As per the author’s instructions, once you load your data file into OpenRefine, the only change you need to make is to call your target column of names “Name” (use the triangle next to the column name and then use Edit column>Rename this column). Then, to reconcile, under the “Undo/Redo” tab, click the “Apply” button and paste his JSON code in the panel that opens.
You can begin reconciling by hitting the button “Perform Operations”. One important caveat: This script does not directly query the Library of Congress’ databases to reconcile. It instead uses VIAF, the Virtual International Authority File, to return the LCNAF identifier.2
The script retains your original list, while adding a column for the human-readable name it was reconciled to as it appears in the Library of Congress Name Authority File and the LCNAF URI for that entity. This process is not 100% accurate, but because the script not only provides the URI for the name record, but also the human-readable name corresponding to the URI, it is often easy to see at a glance whether the name has been reconciled correctly. For example, the artist “Lin, Lin” was reconciled to “Stalin, Joseph, 1878-1953”, which is clearly incorrect. In some instances, it was necessary to double-check the LCNAF record, like “Fung, Ming Chip” to “Feng, Mingqiu, 1951-“ with the URI “http://id.loc.gov/authorities/names/nr2001043290” does translate to the same person, with “Fung, Ming-Chip” found among the variant spellings.
Again, after you run your reconciliation, you can export the results using the “Export” button in the upper right-hand corner
Because almost all the individuals in my list are artists, and because artasiamerica (the source of this list) uses Getty’s Union List of Artists Name (ULAN), AND because VIAF’s cluster record does include ULAN, I decided to edit Matt Carruthers’ original script to reconcile to ULAN IDs when available. That altered script can be copied from here, if you’d like to reconcile to ULAN: https://github.com/kllhwang/Named-Entity-Reconciliation-with-OpenRefine/blob/master/PersonalNamesReconcile-ULAN.txt.

:::

Work to do
[a] In the OpenRefine reconciliation text, what does the script use to return the LCNAF identifier instead of querying the Library of Congress databases directly?
[b] Rewrite the paragraph of the OpenRefine reconciliation text that begins "The script retains your original list" more briefly, keeping its main facts.
[c] From the OpenRefine reconciliation text, output the passage that begins at the words "As per the author’s" and ends after "panel that opens.", reproducing it word for word.

:::

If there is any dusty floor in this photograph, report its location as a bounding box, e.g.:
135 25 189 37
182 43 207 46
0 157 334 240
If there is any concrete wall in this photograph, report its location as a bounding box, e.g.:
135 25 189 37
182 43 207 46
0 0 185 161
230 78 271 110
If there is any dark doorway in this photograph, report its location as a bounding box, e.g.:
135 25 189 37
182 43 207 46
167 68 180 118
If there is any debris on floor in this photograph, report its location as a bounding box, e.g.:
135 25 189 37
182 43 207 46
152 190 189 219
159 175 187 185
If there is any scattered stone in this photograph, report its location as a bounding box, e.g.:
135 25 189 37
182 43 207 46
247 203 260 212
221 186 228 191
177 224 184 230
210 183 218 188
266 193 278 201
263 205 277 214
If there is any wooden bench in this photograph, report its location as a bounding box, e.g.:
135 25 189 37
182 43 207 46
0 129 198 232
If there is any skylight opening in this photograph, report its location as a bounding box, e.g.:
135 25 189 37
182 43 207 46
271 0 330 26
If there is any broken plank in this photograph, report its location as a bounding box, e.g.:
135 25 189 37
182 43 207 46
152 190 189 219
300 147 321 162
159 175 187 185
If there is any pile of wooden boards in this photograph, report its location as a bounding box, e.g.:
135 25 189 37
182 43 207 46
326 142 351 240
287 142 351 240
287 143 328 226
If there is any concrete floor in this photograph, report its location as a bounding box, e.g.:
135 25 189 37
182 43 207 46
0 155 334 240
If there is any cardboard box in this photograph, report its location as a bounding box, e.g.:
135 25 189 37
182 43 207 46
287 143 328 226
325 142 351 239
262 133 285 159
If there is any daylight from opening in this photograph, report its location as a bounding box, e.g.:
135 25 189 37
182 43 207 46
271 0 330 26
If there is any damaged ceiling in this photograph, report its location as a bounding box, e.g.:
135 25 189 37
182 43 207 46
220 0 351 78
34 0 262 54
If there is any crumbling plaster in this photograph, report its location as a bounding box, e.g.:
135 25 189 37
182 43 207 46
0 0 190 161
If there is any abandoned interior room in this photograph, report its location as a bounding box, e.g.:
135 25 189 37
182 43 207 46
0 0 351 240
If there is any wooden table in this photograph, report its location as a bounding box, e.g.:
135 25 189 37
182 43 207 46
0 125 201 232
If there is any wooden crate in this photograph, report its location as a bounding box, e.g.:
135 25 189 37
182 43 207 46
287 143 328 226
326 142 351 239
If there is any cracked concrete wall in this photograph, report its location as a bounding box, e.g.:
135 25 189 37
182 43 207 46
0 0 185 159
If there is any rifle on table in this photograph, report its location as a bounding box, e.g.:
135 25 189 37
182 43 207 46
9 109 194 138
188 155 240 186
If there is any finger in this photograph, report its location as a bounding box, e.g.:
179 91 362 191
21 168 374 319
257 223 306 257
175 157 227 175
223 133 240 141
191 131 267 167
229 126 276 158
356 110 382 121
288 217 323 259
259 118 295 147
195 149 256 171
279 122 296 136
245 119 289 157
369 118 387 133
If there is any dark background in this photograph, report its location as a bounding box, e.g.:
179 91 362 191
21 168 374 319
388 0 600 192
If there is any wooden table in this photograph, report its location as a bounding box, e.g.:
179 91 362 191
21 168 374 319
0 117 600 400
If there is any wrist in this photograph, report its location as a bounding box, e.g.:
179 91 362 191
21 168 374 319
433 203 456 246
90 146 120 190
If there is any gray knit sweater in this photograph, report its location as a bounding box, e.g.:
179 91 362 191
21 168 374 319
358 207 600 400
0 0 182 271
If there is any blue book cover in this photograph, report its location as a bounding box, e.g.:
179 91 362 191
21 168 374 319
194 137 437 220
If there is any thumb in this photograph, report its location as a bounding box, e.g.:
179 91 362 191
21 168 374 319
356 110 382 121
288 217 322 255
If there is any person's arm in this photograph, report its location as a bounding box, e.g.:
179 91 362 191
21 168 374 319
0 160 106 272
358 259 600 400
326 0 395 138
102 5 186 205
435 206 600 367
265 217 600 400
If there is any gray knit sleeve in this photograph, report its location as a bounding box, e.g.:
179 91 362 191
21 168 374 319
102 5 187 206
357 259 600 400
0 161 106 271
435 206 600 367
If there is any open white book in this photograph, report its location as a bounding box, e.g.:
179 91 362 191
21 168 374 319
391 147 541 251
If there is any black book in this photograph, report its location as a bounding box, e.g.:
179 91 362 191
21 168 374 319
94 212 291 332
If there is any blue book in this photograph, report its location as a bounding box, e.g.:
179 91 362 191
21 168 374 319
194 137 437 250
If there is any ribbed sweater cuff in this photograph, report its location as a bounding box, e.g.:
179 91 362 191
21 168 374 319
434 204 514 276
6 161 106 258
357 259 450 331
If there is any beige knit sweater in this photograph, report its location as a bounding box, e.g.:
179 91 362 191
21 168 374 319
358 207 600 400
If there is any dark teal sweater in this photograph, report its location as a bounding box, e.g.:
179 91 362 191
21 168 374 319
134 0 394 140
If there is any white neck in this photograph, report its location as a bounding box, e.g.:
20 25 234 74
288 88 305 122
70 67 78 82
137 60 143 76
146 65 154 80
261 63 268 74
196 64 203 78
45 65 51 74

:::

Responses for each task
[a] It uses VIAF, the Virtual International Authority File.

[b] The script keeps your original list and adds two columns: the name each entry was reconciled to, as it appears in the Library of Congress Name Authority File, and the LCNAF URI for that entity. The process is not fully accurate. Because the human-readable name is shown alongside the URI, though, a wrong match is often easy to spot. For example, "Lin, Lin" was matched to "Stalin, Joseph, 1878-1953." Some matches require checking the LCNAF record. "Fung, Ming Chip" was matched to "Feng, Mingqiu, 1951-," and that record does refer to the same person, since "Fung, Ming-Chip" appears among its variant spellings.

[c]
As per the author’s instructions, once you load your data file into OpenRefine, the only change you need to make is to call your target column of names “Name” (use the triangle next to the column name and then use Edit column>Rename this column). Then, to reconcile, under the “Undo/Redo” tab, click the “Apply” button and paste his JSON code in the panel that opens.